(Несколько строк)

────────────────

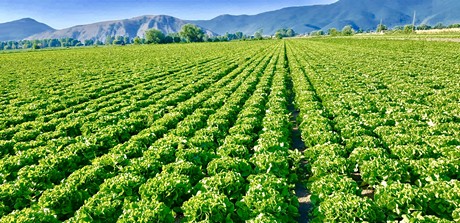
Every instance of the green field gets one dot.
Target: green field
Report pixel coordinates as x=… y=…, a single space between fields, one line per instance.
x=208 y=132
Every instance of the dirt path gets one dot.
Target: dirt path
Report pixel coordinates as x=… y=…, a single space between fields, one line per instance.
x=301 y=191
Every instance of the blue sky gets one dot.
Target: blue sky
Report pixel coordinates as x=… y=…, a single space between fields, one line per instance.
x=63 y=14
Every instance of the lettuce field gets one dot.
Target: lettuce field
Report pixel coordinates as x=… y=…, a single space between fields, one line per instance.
x=222 y=132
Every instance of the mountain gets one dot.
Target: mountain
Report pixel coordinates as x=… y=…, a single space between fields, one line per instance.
x=364 y=14
x=128 y=27
x=20 y=29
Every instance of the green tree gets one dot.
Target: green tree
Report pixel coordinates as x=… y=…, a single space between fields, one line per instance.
x=258 y=35
x=89 y=42
x=154 y=36
x=35 y=46
x=424 y=27
x=439 y=26
x=137 y=40
x=381 y=28
x=192 y=33
x=126 y=40
x=279 y=35
x=239 y=35
x=108 y=40
x=290 y=33
x=348 y=31
x=317 y=33
x=333 y=32
x=408 y=29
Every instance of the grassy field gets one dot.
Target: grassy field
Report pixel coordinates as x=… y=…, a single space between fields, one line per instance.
x=222 y=132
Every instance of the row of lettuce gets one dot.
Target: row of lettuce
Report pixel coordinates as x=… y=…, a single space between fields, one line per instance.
x=381 y=129
x=206 y=139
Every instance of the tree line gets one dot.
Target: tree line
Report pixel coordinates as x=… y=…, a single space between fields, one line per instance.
x=349 y=30
x=192 y=33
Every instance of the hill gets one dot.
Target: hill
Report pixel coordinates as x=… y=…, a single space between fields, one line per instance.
x=20 y=29
x=128 y=27
x=362 y=14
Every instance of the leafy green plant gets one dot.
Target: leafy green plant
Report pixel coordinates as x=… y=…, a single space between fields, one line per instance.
x=209 y=207
x=323 y=187
x=346 y=207
x=146 y=211
x=380 y=170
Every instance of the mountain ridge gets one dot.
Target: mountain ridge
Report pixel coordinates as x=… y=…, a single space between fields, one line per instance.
x=22 y=28
x=363 y=14
x=132 y=27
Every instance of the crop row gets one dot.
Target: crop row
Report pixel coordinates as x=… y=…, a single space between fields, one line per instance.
x=384 y=153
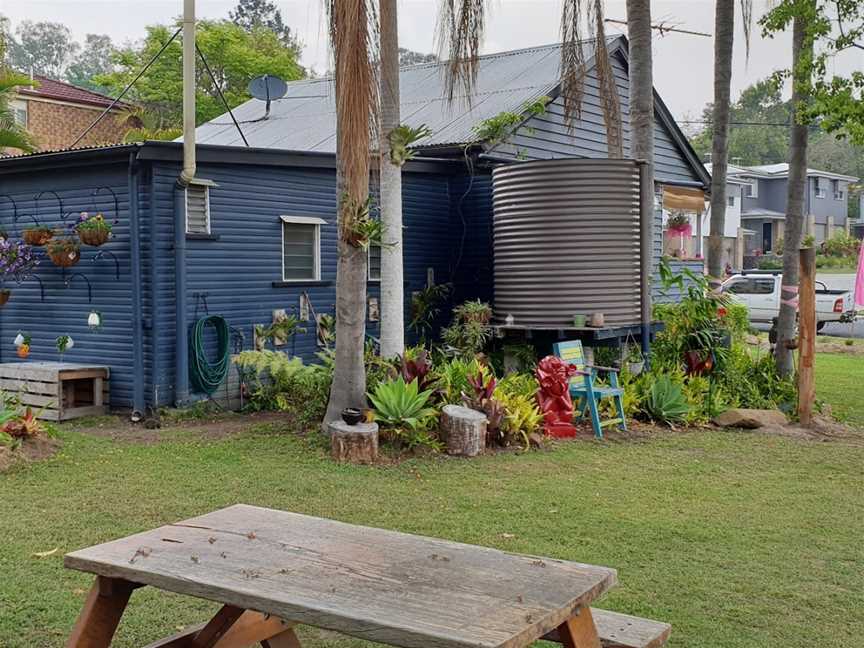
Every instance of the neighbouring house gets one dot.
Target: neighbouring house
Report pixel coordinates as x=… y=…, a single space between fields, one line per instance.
x=256 y=234
x=56 y=113
x=763 y=204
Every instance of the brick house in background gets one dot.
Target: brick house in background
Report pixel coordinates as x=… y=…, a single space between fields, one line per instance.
x=56 y=113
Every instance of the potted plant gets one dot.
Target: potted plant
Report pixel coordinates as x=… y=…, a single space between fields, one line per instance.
x=680 y=224
x=635 y=360
x=38 y=235
x=64 y=252
x=17 y=262
x=93 y=229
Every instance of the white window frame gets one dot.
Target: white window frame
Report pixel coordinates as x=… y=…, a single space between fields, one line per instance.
x=302 y=220
x=199 y=182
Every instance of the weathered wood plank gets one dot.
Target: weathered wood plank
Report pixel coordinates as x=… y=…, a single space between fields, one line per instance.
x=103 y=608
x=250 y=628
x=370 y=583
x=619 y=630
x=579 y=631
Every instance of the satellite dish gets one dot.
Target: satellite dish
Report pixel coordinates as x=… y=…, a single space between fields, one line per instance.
x=267 y=88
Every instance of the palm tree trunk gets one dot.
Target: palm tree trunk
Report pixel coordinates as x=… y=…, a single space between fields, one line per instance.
x=642 y=129
x=802 y=48
x=356 y=95
x=392 y=293
x=724 y=34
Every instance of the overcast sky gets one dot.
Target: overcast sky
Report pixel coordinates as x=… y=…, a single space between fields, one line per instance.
x=683 y=64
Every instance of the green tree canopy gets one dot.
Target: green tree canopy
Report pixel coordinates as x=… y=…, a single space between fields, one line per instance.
x=760 y=103
x=43 y=47
x=234 y=54
x=250 y=14
x=94 y=59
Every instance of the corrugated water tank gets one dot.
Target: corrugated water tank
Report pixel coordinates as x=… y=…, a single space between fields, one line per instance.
x=566 y=241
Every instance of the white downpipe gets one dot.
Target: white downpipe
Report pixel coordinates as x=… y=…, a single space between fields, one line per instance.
x=189 y=166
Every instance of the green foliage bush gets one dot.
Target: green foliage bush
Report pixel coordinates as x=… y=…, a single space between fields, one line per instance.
x=277 y=381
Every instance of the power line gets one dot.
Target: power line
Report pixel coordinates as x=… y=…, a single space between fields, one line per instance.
x=705 y=121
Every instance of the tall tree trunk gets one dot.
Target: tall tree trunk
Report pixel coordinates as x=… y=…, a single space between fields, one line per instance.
x=802 y=49
x=392 y=293
x=724 y=34
x=356 y=97
x=642 y=132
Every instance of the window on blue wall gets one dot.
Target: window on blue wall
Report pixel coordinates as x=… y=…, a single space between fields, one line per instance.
x=301 y=248
x=375 y=263
x=198 y=208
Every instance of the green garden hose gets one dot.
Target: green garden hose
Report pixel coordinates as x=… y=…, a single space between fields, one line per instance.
x=206 y=376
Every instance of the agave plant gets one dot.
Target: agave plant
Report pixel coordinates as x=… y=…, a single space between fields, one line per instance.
x=402 y=405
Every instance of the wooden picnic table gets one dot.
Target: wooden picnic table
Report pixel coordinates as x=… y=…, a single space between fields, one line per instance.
x=273 y=569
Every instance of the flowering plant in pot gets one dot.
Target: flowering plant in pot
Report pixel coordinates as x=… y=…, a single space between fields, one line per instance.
x=64 y=252
x=93 y=229
x=17 y=262
x=38 y=235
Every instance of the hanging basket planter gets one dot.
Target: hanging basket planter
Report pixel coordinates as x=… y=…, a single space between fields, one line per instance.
x=37 y=235
x=94 y=237
x=93 y=229
x=64 y=252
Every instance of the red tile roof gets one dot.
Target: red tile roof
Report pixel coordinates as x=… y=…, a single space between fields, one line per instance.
x=61 y=91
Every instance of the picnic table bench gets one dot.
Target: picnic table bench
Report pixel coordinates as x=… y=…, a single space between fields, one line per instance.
x=271 y=570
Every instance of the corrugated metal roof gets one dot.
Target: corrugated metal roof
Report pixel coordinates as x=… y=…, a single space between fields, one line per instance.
x=305 y=119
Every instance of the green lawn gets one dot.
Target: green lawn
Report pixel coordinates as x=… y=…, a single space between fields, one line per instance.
x=839 y=382
x=737 y=539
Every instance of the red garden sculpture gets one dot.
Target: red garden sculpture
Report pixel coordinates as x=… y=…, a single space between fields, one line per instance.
x=554 y=375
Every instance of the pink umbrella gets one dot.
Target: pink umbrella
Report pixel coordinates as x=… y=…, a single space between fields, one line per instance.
x=859 y=281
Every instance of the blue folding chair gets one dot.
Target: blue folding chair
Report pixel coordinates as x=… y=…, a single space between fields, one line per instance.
x=586 y=393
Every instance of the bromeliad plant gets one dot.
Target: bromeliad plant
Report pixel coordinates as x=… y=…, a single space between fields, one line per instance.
x=482 y=399
x=93 y=229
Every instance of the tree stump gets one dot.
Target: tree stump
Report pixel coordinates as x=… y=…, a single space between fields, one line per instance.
x=464 y=429
x=353 y=443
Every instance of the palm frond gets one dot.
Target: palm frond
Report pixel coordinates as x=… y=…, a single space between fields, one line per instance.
x=574 y=16
x=461 y=26
x=608 y=87
x=354 y=40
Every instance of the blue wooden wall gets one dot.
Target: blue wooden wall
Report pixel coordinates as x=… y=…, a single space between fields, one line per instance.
x=65 y=309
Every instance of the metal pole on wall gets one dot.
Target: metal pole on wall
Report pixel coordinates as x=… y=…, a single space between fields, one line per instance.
x=646 y=254
x=188 y=172
x=806 y=334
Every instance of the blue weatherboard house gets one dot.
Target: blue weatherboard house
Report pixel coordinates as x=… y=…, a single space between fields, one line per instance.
x=257 y=233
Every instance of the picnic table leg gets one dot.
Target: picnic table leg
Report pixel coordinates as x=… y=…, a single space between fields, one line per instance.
x=579 y=631
x=103 y=608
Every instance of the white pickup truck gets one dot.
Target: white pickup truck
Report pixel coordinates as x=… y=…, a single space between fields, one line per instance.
x=760 y=293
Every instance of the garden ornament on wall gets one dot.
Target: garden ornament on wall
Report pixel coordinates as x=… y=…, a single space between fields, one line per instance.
x=64 y=343
x=94 y=320
x=22 y=344
x=553 y=397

────────────────

_Задание_
Перепиши часть, которая начинается со строки, где есть «Every instance of the weathered», и заканчивается строкой, где есть «x=277 y=381» (обе включительно), поменяв «white downpipe» на «white drainpipe». Всё остальное в этих строках оставь без изменений и выведи только их.

_Ответ_
Every instance of the weathered wood plank gets one dot.
Target: weathered wood plank
Report pixel coordinates as x=… y=…, a single space between fields, one line per instance.
x=103 y=608
x=250 y=628
x=370 y=583
x=619 y=630
x=579 y=631
Every instance of the satellite dish gets one dot.
Target: satellite dish
Report pixel coordinates as x=… y=…, a single space between fields, one line per instance.
x=267 y=88
Every instance of the palm tree trunk gets one dot.
Target: palm tree trunk
Report pixel coordinates as x=… y=…, a single space between fields, one line per instance.
x=642 y=129
x=802 y=48
x=356 y=95
x=392 y=293
x=724 y=34
Every instance of the overcast sky gets one dot.
Target: overcast sky
Report pixel coordinates as x=… y=…, a single space between fields, one line per instance.
x=683 y=64
Every instance of the green tree canopy gets one dot.
Target: green tree canopy
Report pixel coordinates as x=… y=…, a single space between fields, one line per instance.
x=760 y=103
x=43 y=47
x=234 y=54
x=250 y=14
x=94 y=59
Every instance of the corrugated water tank gets one dot.
Target: corrugated water tank
Report pixel coordinates as x=… y=…, a single space between fields, one line per instance.
x=566 y=241
Every instance of the white drainpipe gets one dot.
Target: white drainpipe
Report pixel coordinates as x=… y=…, a single space between fields, one line per instance.
x=189 y=166
Every instance of the green foliage bush gets one dot.
Target: green foliage bush
Report pixel coordinates as x=… y=…, a single space between fields, one line per instance.
x=277 y=381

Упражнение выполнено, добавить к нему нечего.